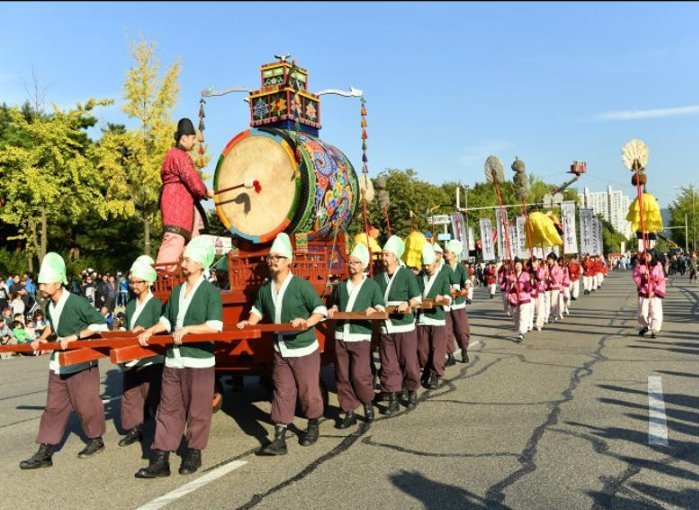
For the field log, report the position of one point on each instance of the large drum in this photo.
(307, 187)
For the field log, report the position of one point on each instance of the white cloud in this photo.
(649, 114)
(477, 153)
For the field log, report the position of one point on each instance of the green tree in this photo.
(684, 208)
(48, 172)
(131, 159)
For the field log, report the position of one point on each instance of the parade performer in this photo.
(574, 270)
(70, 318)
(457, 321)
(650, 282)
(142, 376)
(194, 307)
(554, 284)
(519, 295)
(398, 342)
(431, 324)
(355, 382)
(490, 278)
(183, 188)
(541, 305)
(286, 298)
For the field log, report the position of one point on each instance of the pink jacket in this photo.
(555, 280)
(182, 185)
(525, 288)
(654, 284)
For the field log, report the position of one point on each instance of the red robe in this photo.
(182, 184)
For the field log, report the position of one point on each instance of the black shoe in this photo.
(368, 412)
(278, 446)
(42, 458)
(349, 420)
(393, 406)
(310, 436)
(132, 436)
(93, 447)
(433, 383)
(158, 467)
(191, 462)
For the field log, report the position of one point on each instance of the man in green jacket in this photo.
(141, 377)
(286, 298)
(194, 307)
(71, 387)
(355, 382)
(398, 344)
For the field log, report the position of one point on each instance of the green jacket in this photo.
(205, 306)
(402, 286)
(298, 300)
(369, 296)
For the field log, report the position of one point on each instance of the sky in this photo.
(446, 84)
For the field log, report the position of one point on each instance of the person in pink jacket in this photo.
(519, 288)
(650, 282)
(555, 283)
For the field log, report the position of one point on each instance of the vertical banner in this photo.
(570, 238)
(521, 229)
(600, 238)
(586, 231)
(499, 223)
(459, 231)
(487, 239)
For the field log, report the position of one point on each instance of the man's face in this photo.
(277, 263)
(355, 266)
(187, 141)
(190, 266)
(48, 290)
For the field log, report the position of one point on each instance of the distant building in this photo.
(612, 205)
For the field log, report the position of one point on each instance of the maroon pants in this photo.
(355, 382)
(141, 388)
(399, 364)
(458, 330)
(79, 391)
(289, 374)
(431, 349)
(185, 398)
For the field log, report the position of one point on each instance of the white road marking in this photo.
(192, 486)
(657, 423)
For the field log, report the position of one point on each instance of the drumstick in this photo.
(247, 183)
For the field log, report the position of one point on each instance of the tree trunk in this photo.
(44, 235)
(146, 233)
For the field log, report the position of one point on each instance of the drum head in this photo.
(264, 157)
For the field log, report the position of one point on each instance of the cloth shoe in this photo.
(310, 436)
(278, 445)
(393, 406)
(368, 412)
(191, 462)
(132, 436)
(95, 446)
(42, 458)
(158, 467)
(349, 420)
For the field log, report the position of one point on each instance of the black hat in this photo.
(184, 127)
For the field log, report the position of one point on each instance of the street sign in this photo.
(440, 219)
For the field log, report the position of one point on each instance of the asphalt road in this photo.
..............................
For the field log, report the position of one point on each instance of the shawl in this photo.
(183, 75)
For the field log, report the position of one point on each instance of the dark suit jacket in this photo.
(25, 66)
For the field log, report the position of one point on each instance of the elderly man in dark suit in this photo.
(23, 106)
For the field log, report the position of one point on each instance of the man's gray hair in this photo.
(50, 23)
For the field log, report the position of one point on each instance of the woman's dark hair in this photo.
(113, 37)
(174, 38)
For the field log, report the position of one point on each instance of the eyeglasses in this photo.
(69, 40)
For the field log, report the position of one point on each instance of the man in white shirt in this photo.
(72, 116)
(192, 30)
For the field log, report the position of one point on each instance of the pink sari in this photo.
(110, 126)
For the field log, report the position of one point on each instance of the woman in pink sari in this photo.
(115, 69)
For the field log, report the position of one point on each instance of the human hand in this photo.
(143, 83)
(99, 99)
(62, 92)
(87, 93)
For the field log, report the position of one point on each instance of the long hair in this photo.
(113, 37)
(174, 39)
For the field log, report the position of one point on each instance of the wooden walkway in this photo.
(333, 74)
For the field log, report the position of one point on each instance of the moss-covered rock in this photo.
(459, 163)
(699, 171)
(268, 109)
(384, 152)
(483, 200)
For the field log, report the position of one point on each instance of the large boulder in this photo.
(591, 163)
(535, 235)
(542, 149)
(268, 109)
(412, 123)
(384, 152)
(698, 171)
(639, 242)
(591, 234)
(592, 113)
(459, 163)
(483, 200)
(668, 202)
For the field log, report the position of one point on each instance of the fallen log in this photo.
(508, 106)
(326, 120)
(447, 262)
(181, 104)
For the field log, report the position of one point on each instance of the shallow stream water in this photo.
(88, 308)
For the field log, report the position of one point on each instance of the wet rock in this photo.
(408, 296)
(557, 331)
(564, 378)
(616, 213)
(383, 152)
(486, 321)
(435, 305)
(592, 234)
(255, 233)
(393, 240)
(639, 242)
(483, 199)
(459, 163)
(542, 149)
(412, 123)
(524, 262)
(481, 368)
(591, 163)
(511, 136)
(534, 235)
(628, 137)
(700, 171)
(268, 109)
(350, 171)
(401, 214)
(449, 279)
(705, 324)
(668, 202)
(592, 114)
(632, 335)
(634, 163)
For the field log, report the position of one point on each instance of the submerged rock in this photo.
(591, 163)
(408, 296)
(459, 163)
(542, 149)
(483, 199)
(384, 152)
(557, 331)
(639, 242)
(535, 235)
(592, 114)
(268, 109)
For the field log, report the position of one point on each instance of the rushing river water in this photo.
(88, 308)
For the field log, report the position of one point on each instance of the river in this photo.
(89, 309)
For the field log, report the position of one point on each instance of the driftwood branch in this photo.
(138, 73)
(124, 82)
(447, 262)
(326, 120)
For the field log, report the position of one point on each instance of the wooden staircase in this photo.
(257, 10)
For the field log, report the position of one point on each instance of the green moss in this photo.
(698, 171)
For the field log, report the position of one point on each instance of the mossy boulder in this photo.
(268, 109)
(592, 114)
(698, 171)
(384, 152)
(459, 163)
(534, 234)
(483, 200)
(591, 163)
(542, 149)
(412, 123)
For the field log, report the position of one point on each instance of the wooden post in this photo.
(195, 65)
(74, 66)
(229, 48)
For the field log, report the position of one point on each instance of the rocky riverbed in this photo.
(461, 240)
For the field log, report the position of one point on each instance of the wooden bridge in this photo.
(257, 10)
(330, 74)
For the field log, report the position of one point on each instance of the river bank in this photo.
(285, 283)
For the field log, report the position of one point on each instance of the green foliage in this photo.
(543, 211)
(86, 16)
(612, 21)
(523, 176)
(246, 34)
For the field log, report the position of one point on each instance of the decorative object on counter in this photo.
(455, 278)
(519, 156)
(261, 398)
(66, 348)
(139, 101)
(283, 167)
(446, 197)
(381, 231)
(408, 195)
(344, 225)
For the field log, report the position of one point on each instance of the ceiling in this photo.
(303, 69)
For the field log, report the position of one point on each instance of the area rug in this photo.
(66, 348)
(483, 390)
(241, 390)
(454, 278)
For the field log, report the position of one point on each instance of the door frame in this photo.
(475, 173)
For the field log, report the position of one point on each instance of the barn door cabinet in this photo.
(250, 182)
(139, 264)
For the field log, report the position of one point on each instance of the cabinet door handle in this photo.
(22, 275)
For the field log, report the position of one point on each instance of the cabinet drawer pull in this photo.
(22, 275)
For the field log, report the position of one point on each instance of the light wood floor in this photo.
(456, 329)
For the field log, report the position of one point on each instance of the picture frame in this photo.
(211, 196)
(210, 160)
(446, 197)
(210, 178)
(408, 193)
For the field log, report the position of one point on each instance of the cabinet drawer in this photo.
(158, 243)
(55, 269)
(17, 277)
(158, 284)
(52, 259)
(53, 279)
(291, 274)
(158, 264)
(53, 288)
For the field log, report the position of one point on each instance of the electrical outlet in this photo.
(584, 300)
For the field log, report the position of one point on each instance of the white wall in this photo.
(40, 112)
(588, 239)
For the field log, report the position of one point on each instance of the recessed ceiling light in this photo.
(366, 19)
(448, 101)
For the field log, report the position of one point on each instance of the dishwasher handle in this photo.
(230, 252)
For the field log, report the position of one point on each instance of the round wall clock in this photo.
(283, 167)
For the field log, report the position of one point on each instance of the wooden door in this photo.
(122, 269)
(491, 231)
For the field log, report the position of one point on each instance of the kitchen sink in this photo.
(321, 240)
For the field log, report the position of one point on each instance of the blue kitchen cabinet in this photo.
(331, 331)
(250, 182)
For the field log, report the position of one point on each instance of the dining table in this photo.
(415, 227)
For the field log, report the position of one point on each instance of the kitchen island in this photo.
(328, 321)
..............................
▶ **Task goal**: Each line in the entries above, starting at the line with "cloth shoe in this photo." and ending at the line with "road in this photo.", is to be printed exactly, and only those lines.

▶ **Your response**:
For the field log, report the position of one point on each instance of the cloth shoe in this photo.
(310, 436)
(278, 445)
(393, 406)
(368, 412)
(191, 462)
(132, 436)
(95, 446)
(42, 458)
(158, 467)
(349, 420)
For the field log, report the position of one point on each instance of the black hat in this photo.
(184, 127)
For the field log, report the position of one point on each instance of the street sign in this photo.
(440, 219)
For the field log, report the position of one point on each instance of the asphalt road in this photo.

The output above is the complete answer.